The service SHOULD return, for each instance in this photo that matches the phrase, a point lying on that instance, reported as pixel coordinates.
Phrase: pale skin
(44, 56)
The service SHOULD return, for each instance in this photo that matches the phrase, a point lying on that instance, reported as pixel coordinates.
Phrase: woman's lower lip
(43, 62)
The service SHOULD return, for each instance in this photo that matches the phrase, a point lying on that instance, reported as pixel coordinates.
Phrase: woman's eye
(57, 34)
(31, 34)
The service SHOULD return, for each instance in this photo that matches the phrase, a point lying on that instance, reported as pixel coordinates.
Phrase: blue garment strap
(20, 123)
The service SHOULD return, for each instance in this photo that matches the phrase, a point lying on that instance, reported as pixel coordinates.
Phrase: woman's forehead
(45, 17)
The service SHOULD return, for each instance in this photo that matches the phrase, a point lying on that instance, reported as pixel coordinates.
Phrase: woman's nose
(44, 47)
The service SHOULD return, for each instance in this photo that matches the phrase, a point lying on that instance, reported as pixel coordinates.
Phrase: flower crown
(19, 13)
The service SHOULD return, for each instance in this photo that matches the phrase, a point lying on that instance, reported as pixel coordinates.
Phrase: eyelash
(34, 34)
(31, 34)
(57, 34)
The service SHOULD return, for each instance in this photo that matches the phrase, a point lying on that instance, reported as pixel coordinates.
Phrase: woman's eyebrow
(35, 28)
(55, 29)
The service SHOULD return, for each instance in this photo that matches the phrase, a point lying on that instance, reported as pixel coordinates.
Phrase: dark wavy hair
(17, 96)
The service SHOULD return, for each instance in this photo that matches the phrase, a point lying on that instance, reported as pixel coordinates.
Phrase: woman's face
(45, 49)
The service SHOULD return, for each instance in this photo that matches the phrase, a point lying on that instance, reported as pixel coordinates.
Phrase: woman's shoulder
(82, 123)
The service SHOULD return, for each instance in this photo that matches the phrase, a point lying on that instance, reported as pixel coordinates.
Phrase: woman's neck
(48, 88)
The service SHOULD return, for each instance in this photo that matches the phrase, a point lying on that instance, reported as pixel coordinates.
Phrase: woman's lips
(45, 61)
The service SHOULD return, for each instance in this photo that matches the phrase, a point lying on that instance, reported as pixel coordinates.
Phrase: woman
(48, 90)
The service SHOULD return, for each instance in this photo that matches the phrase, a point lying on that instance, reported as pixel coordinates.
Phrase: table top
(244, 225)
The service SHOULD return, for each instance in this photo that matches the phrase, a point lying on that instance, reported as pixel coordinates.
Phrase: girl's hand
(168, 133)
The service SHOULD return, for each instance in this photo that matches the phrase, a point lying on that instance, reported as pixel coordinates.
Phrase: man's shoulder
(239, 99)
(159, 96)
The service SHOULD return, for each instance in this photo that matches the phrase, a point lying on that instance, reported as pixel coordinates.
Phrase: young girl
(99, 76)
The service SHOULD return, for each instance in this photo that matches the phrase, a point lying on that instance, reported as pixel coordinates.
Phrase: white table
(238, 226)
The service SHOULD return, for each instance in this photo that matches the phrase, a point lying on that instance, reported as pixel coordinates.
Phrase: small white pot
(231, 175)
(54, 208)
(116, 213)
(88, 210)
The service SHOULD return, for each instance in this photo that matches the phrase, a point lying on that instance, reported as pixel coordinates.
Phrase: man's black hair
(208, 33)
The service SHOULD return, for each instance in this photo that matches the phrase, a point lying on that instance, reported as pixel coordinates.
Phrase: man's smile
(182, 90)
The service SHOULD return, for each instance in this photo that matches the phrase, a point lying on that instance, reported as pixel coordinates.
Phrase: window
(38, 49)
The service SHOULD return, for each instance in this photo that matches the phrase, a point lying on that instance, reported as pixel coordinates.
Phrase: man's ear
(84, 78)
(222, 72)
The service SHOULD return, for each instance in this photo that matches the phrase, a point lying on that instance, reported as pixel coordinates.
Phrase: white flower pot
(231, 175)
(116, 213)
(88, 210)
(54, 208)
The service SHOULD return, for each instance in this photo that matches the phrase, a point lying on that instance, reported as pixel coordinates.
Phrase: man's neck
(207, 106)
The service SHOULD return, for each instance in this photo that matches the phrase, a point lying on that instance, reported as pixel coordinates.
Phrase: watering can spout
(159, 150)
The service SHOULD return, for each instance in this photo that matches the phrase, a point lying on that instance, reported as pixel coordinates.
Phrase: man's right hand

________

All of the material above needs to be copied exactly.

The service SHOULD return, for each instance in this photo that matches the phrase, a point lying on that instance, reported as pixel coordinates.
Phrase: pale skin
(44, 56)
The service SHOULD return, for each instance in this photo that matches the phrase, a point lying on that instance, reported as pixel coordinates.
Phrase: woman's lower lip
(43, 62)
The service SHOULD return, for each instance in this photo that matches the phrase, a point lying on that instance, reported as pixel coordinates.
Phrase: woman's eye
(57, 34)
(31, 34)
The service SHOULD return, for each instance in this photo that matches the phrase, a point lying on that instance, reported as pixel coordinates.
Phrase: blue garment strap
(20, 123)
The service SHOULD return, for each instance in this photo that matches the phrase, a point lying on that instance, reported as pixel coordinates.
Phrase: woman's forehead
(45, 17)
The service SHOULD return, for each instance in this photo that matches the phrase, a point lying on that instance, reported as pixel coordinates.
Phrase: woman's nose
(44, 47)
The service SHOULD return, for each instance in this photo that matches the phrase, a point lying on that instance, reported as pixel coordinates.
Phrase: flower crown
(19, 13)
The service SHOULD return, for each instance in this photo that matches the phrase, a point lying on that instance, reported as pixel coordinates.
Phrase: eyelash
(34, 34)
(31, 34)
(57, 34)
The service SHOULD return, for each instance in this photo that matches the phrase, a point lying on that instance, reported as pixel coordinates.
Phrase: woman's eyebrow
(35, 28)
(55, 29)
The service SHOULD return, for each instance in this photo that matches the phrase, a point lying on that instance, reported as pixel coordinates.
Phrase: dark wavy hair
(17, 96)
The service SHOULD return, for each instance in this photo that matches the phrase, a point lying on that instance, reported as pixel coordinates.
Phrase: woman's face
(45, 49)
The service SHOULD return, for each instance in this photo that matches the phrase, a point lying on that instance, reported as pixel coordinates.
Phrase: woman's shoulder
(82, 123)
The service SHOULD return, for each instance in this photo that matches the phrase, a point lying on that instance, reported as pixel coordinates.
Phrase: woman's neck
(48, 88)
The service SHOULD return, for each instance in this photo that matches the phrase, a point lying on that instance, reported as pixel coordinates.
Phrase: woman's lips
(45, 61)
The service SHOULD return, for each instance in this photo that matches the phrase, a point lying on that instance, reported as pixel coordinates.
Phrase: woman
(48, 90)
The service SHOULD return, for each instance in this photo that matches the phrase, a point lying on that instance, reported as pixel coordinates.
Phrase: table top
(244, 225)
The service SHOULD return, for each instance in this photo that matches the phrase, a point lying on that instance, reported as pixel coordinates.
Phrase: girl's hand
(168, 133)
The service SHOULD return, for each instance in this photo that matches the phrase, a point lying on that instance, reported as pixel coordinates.
Phrase: man's shoulder
(239, 99)
(159, 96)
The service SHOULD return, for each instance in this photo that matches the phrase, a point lying on that instance, reported as pixel coordinates.
Phrase: young girl
(99, 76)
The service SHOULD return, for each instance in this photo that matches the phrase, a point lying on that instance, reported as pixel coordinates.
Phrase: white table
(238, 226)
The service SHOULD return, for each instance in this photo that matches the phrase, a point lying on that instance, reported as pixel coordinates.
Phrase: small white pot
(231, 175)
(54, 208)
(116, 213)
(88, 210)
The service SHOULD return, for each instance in this photo that matches the phrase, a point lying on that instance, reported as pixel coordinates.
Phrase: man's black hair
(208, 33)
The service SHOULD return, for each instance in this photo that matches the phrase, a point lying on that instance, reported as pixel coordinates.
Phrase: man's smile
(182, 90)
The service SHOULD return, for each instance in this photo that matches the phrase, a point lying on that instance, reported as pixel coordinates.
Phrase: window
(38, 49)
The service SHOULD return, for each instance in this photo that matches the phrase, a point lying on that instance, reported as pixel coordinates.
Phrase: man's ear
(84, 78)
(222, 72)
The service SHOULD return, for each instance in this photo that matches the phrase, a point lying on that instance, reported as pixel coordinates.
Phrase: white flower pot
(231, 175)
(116, 213)
(88, 210)
(54, 208)
The service SHOULD return, for each instance in this photo that matches the phrase, a point lying on that instance, reported as pixel coordinates.
Phrase: man's neck
(207, 106)
The service SHOULD return, for each instance in this photo that matches the phrase, a point lying on that instance, reported as pixel coordinates.
Phrase: watering can spout
(159, 150)
The service SHOULD return, for each instance in this photo that matches the phrase, a point lying on that instance, reported as pixel coordinates.
Phrase: man's right hand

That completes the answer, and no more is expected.